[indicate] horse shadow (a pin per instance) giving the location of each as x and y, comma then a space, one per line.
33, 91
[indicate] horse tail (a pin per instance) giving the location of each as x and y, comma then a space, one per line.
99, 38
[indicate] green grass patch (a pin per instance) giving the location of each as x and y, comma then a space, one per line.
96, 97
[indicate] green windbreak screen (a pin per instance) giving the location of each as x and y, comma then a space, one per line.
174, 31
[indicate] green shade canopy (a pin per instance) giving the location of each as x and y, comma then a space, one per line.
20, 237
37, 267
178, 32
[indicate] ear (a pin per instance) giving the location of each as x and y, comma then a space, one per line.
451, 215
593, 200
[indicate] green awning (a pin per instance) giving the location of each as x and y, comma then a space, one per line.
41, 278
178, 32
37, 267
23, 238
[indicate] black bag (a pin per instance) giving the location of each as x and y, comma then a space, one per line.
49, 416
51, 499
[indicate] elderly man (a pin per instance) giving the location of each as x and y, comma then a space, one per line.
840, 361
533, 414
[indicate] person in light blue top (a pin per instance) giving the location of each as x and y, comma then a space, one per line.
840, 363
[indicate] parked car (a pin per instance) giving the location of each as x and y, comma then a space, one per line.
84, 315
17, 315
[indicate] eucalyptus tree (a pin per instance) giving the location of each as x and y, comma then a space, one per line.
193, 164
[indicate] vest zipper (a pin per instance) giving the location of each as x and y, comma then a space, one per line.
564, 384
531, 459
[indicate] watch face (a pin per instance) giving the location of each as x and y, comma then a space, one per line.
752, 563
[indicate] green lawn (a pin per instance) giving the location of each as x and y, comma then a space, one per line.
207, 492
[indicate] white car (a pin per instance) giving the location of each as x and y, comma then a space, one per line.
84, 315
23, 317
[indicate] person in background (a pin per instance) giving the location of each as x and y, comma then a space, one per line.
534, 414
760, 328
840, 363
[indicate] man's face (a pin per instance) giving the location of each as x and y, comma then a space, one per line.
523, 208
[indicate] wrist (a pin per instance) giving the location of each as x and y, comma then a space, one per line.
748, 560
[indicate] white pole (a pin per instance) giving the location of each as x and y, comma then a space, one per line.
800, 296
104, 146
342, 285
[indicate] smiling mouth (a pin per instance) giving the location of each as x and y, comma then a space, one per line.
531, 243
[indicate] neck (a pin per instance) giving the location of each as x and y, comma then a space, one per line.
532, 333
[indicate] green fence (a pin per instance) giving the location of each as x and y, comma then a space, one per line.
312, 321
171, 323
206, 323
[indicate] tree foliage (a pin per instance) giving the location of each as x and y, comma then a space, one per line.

**What you have to do**
Reproduce all the data word for word.

**Task response**
[indicate] horse shadow (a pin per instance) giving the location of each as x and y, comma then a space, one per line.
33, 91
[indicate] horse tail (a pin per instance) giving the location of each as x and y, comma then a space, one per line.
99, 38
[indicate] green grass patch (a pin per instance) giving the location of each as x and y, comma then a space, one per line.
96, 97
[indicate] green windbreak screen (a pin per instance) giving the location of each as x and y, comma then a space, one per line.
174, 31
[indicate] green shade canopy (a pin per instance) giving the location of each as x and y, comma then a space, one per line.
20, 237
37, 267
178, 32
[indicate] ear (a pin per instance) giving the location of each as x and y, comma then a space, one per line.
451, 215
593, 200
[indicate] green awning (a pin per instance) giving the location of each as x and y, comma then a space, one per line.
41, 278
178, 32
37, 267
23, 238
[indicate] black bag (a pin per instance) giving the location of each as x and y, comma then a space, one per line.
49, 416
51, 499
[indicate] elderly man (a pin per instance) giving the location of each as x and y, comma then a space, one per line.
840, 361
533, 414
[indicate] person in light blue top (a pin per instance) giving the location of each as x and y, comma then a space, one per line.
840, 363
[indicate] parked car (a pin per instance) giving the location of each as x and y, comma then a space, one per line.
84, 315
17, 315
[indicate] eucalyptus tree (a pin per instance) giving the location of each as x and y, comma then a space, one per line.
193, 164
[indicate] vest zipper (a pin per instance) giving the location of each as x and y, comma then a space, one per line.
564, 384
531, 459
[indicate] watch face (a pin per instance) giving the location of each as x and y, comma then a space, one per line.
752, 563
[indicate] green lawn (a pin per instance) giving the location of each as x and y, comma then a space, one per line.
207, 492
[indicate] white car (a pin per instance) giving the location of each as x and y, comma then a space, one per line.
84, 315
23, 317
[indicate] person in background (a pin per instance) giving the location of each as x and y, comma then a space, one per line.
534, 414
760, 328
840, 363
[indicate] man's face (a pin per instance) giving the location of each as x and y, comma then a space, one per line.
523, 208
[indicate] wrist (a pin per instance) giving the location of each as x and y, comma then a space, one per line.
748, 560
[indicate] white pole (a pin per instance) giving the location of each as x and y, comma then a space, one per line.
800, 296
104, 146
342, 285
[indicate] smiling mouth (a pin per instance) giving the location of each as x and y, comma then a space, one per line.
531, 243
[indicate] neck (a pin per instance) giving the location of each as x and y, comma then a space, one per line.
532, 333
[indicate] green fence (a pin per instance) giving the location of each as x and y, comma then a space, one per line.
312, 321
171, 323
206, 323
[indicate] tree foliage (a pin per instance) giving the location of each as x and y, comma then a space, one per line.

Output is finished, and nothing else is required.